(Saved entries)

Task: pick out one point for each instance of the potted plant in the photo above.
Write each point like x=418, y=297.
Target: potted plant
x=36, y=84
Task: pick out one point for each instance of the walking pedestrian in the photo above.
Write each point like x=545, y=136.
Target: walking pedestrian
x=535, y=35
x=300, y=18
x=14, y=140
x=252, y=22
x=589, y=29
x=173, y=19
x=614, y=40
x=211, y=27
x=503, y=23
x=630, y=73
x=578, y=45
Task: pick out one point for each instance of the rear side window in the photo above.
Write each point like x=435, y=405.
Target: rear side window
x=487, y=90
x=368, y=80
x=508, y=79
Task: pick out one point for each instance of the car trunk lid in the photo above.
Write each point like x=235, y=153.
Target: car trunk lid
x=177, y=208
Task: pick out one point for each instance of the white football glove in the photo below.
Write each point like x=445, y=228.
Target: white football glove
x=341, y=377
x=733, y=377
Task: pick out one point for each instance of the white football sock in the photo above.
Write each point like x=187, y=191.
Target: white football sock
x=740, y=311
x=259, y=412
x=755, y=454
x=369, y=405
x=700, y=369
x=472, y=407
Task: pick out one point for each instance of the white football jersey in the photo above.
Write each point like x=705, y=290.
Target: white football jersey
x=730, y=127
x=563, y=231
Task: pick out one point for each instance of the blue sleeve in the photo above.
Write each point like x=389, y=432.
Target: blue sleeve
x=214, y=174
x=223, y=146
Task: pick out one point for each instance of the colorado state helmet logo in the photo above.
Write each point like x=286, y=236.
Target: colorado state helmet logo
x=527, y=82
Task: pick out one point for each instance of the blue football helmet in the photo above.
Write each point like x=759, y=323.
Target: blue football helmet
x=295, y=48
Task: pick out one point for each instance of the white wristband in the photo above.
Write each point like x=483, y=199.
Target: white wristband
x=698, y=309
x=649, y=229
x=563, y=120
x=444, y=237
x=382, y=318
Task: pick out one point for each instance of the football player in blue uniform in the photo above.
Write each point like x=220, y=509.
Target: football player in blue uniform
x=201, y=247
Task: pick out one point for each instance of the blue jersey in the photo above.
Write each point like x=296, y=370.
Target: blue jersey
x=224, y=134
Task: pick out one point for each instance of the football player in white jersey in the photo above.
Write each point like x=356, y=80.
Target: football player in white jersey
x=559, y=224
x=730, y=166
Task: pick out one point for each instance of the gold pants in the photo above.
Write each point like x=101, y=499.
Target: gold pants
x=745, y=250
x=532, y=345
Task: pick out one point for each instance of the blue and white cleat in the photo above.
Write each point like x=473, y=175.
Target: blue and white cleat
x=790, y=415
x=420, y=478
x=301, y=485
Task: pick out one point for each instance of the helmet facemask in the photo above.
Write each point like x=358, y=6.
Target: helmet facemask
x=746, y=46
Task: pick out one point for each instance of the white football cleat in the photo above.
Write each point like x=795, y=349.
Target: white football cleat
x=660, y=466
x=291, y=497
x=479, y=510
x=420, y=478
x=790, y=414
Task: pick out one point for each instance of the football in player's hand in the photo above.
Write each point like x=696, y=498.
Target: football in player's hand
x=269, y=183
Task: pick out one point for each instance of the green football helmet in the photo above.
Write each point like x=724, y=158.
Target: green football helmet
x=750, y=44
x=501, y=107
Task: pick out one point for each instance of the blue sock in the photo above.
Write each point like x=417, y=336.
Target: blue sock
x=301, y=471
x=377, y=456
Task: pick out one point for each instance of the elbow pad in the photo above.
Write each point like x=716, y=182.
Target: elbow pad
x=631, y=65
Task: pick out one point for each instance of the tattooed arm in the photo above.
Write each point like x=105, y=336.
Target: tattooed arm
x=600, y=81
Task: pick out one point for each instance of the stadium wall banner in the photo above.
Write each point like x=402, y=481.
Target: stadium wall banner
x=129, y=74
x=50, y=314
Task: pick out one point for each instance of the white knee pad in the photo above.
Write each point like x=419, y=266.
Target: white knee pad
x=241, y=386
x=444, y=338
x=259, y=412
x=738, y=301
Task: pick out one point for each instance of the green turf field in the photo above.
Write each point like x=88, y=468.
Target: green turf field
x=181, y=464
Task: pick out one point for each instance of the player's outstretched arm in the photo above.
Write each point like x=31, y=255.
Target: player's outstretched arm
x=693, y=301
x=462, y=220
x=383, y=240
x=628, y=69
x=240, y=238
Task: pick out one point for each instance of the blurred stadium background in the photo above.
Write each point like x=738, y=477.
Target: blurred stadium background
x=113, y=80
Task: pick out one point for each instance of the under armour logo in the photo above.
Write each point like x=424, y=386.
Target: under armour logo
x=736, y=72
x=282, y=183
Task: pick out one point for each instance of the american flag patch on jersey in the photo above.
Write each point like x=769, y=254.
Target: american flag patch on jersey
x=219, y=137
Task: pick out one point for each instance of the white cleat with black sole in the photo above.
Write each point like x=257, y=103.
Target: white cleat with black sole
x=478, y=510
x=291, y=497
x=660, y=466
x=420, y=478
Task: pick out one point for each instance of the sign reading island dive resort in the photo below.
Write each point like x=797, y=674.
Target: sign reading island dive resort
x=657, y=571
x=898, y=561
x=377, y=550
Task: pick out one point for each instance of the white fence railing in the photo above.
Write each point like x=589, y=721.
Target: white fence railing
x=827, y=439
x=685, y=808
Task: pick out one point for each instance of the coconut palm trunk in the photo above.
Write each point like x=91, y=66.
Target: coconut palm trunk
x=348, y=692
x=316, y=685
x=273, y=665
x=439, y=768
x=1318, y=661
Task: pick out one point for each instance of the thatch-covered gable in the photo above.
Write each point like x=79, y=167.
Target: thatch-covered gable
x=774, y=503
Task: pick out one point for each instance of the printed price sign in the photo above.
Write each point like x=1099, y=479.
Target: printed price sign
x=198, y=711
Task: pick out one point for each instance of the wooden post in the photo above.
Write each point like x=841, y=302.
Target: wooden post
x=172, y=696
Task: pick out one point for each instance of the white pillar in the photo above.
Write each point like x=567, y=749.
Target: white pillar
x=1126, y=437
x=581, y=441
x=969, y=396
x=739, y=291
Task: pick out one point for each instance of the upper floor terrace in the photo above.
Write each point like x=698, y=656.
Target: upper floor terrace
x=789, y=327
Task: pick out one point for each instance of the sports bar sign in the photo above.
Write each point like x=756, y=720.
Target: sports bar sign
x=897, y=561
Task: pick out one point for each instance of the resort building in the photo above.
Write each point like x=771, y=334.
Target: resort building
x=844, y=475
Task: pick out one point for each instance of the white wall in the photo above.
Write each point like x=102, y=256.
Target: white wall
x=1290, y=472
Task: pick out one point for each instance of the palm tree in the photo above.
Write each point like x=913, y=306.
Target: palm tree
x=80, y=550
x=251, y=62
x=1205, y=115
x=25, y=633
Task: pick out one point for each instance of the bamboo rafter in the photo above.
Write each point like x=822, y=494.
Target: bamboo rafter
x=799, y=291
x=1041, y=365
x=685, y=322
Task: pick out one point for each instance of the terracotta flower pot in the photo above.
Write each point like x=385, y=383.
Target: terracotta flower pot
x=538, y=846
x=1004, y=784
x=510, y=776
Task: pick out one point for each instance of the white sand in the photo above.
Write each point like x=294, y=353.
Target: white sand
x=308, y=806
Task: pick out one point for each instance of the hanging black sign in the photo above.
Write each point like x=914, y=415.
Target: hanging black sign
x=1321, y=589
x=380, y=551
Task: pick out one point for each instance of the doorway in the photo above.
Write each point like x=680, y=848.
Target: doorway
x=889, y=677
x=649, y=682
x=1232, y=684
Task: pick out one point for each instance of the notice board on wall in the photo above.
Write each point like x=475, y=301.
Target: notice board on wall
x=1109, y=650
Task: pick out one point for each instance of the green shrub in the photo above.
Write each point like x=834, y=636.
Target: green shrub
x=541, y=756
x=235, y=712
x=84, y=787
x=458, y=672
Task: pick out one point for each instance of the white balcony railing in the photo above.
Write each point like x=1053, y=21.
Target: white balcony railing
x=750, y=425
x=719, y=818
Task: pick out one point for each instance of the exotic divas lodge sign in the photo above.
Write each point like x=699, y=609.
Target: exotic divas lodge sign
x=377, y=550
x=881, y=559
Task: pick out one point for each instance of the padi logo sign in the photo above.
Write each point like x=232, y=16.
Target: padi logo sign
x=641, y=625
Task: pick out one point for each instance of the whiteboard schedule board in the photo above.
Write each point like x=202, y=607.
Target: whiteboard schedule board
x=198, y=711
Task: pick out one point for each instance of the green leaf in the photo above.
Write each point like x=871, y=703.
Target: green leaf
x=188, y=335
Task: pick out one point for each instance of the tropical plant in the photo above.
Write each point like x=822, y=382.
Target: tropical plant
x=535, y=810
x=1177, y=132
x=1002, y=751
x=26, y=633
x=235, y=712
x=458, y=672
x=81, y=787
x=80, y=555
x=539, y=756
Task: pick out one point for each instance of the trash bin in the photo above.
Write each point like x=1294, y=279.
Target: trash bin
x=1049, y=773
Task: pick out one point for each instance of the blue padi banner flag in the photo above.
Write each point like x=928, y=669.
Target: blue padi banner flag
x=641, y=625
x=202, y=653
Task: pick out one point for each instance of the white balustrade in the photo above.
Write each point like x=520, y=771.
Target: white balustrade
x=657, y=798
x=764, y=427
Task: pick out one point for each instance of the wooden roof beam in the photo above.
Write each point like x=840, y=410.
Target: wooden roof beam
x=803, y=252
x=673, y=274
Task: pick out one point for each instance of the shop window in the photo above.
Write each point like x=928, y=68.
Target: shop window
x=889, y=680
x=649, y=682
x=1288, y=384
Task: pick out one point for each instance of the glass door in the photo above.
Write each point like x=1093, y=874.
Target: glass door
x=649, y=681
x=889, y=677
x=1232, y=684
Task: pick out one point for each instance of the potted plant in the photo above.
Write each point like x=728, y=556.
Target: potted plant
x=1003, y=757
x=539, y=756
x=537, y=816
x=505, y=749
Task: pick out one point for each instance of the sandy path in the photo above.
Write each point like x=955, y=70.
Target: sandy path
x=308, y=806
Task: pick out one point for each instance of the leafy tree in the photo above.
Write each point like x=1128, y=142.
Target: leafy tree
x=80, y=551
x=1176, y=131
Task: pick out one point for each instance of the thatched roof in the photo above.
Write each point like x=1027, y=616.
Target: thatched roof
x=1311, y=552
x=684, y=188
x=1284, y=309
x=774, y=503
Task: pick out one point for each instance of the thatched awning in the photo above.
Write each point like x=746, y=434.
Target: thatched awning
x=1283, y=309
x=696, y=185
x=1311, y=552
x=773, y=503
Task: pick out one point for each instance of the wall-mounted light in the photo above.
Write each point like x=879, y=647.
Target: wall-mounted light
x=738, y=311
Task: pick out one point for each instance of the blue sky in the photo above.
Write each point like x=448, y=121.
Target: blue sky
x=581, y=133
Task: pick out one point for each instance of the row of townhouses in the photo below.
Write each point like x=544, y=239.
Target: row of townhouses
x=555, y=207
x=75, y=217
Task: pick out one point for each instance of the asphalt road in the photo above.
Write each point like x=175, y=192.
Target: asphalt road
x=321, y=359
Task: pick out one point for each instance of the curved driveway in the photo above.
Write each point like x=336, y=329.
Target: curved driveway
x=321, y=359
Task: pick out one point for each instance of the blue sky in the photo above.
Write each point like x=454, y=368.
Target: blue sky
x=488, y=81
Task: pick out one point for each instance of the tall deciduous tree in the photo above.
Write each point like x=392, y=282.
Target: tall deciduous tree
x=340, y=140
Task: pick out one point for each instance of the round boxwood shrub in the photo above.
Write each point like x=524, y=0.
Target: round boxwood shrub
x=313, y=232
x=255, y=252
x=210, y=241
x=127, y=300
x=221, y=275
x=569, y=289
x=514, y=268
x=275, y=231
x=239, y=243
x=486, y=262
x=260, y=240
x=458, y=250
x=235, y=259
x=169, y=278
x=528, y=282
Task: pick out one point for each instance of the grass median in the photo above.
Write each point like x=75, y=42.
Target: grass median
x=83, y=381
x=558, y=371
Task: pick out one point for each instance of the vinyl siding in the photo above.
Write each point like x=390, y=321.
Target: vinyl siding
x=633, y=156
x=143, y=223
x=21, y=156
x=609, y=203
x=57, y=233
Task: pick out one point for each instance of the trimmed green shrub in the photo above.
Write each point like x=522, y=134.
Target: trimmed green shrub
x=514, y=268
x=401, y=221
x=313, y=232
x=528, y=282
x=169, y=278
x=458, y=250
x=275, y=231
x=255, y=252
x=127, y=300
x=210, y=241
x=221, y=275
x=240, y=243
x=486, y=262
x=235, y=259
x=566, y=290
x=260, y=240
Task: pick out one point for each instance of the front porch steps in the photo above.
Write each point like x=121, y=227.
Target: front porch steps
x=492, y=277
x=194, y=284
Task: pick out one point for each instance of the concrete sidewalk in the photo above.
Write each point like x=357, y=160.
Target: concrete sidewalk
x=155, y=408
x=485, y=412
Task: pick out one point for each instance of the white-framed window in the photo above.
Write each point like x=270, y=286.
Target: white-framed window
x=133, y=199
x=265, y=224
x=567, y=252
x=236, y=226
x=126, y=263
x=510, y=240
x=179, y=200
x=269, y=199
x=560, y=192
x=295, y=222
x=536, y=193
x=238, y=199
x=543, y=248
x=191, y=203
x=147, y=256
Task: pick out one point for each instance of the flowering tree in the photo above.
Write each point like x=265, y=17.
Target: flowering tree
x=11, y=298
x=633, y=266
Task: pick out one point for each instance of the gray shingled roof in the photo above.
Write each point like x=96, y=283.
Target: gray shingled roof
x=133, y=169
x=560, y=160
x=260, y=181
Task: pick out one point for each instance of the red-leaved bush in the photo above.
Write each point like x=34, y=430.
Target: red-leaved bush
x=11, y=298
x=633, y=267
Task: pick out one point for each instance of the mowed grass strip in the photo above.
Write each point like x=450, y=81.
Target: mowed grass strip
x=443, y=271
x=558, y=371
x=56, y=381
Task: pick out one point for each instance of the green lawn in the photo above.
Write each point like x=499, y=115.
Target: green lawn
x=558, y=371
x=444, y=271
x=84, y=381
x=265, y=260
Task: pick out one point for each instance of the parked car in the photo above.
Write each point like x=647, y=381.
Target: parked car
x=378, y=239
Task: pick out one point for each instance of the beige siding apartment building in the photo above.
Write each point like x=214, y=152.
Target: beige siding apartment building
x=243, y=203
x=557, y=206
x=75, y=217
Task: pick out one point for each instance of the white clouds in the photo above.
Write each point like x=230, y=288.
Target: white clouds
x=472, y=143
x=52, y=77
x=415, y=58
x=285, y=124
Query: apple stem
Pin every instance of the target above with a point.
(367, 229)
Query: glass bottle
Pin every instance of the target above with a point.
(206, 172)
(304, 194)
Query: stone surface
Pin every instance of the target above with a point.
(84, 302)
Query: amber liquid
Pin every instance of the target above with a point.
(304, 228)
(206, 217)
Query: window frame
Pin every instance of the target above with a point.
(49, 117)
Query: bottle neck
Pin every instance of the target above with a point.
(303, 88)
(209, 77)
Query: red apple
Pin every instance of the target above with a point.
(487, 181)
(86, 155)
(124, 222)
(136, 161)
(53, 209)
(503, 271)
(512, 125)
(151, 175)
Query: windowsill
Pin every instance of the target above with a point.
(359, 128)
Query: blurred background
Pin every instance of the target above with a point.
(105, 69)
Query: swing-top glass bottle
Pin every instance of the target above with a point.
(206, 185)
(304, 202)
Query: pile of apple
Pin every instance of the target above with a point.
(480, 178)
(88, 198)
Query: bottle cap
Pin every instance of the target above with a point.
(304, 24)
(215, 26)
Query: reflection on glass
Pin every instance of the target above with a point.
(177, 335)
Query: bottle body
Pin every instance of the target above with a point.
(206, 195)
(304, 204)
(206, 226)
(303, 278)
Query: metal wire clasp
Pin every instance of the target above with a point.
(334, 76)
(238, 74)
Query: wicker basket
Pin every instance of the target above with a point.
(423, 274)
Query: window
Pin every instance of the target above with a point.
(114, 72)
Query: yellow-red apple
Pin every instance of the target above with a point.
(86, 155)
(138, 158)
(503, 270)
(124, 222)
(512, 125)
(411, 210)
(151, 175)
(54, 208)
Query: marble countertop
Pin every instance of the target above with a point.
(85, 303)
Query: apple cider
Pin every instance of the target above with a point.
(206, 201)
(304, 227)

What this task involves:
What lines of the data include the word "below"? Copy each of them.

Result of this task:
Task: pick out one point for each instance of the white football glove in the photo below.
Task: pick out one point for each instance of the sign reading island dive resort in the photo below.
Task: pick out one point for each instance of the row of townhouses in the photo below.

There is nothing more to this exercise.